**What to work on**
Would you reproduce all of the entries exactly?

(Data extracted from a collection)
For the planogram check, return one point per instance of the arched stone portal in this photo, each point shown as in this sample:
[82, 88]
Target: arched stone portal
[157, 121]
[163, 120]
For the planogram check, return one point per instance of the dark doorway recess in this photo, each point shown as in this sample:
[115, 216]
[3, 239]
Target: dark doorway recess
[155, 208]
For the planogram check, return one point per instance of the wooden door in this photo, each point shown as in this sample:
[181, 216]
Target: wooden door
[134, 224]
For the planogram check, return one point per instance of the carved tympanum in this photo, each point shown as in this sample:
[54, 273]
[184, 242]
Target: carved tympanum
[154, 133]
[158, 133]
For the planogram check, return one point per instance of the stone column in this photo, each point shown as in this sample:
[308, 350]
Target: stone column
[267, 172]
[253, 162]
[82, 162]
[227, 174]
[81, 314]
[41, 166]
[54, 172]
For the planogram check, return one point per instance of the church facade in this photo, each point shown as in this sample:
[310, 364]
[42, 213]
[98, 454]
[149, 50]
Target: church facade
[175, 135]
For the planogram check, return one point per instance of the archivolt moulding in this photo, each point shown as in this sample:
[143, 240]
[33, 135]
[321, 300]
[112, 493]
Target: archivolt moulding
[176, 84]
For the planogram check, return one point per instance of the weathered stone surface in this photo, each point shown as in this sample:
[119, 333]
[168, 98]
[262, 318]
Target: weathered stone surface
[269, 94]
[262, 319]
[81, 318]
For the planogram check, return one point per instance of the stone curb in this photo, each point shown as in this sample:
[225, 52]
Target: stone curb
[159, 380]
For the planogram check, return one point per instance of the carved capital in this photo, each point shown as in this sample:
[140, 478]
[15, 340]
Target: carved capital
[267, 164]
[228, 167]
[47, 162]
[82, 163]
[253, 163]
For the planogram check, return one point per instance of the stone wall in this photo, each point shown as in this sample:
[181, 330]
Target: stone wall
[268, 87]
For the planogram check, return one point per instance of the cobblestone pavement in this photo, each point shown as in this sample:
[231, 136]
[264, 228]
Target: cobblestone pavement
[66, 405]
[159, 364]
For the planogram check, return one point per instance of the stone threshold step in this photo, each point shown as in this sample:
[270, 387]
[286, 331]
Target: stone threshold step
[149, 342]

**Response to this task**
For the planogram check, return one point per instance of the arched stone portal in this photo, each point shown as in this sample:
[82, 88]
Target: arched stone portal
[157, 121]
[163, 120]
For the planogram check, return one point per instance of the dark doorway recess in this photo, each point shown as in this sample:
[115, 216]
[3, 239]
Target: dark doorway recess
[155, 208]
For the planogram check, return one point per instance of the wooden door in this photo, each point shown as in this sample:
[181, 216]
Target: wooden door
[134, 224]
For the planogram check, return one point per instance of the carved tympanum in this photo, each point shown as in this sample:
[54, 273]
[184, 242]
Target: carved tympanum
[154, 133]
[158, 133]
For the planogram check, return one point per instance of the stone column in this photo, each point shown as in this sample:
[308, 350]
Target: stone column
[267, 172]
[253, 162]
[82, 162]
[227, 174]
[81, 314]
[41, 166]
[54, 172]
For the planogram check, return one point per instance of the church facade in this photo, each point shown as in this sample:
[310, 364]
[42, 213]
[98, 454]
[149, 50]
Target: church facade
[175, 135]
For the planogram check, return one point per instance of the archivolt moulding in this photo, each point shown as in this sample:
[143, 240]
[33, 135]
[321, 300]
[112, 493]
Target: archivolt moulding
[176, 84]
For the planogram check, return one point per instance of the weathered stone surface in this photo, each point shown as in this sample:
[119, 333]
[168, 98]
[262, 318]
Target: weathered stone surface
[269, 94]
[262, 319]
[81, 318]
For the planogram check, return one point per instance of the stone curb in this photo, each point shown as in this sample:
[225, 52]
Target: stone curb
[159, 380]
For the planogram check, return one point per instance of the carved capital in this photo, each point shown as in this sample:
[140, 478]
[15, 340]
Target: carved capital
[267, 164]
[228, 167]
[47, 162]
[82, 163]
[253, 163]
For the planogram check, return one point per instance of the stone wall in this photo, each point shown as in this sample:
[181, 330]
Target: stone wall
[268, 87]
For the planogram check, return one point per instance of the cobblestone pavement in this photo, each point shown as in this sample:
[231, 136]
[264, 228]
Target: cobblestone pavement
[66, 405]
[159, 364]
For the planogram check, return one point per instance of the stone threshold step in this photo, each point shown as in this sample:
[270, 387]
[286, 331]
Target: stone threshold step
[149, 342]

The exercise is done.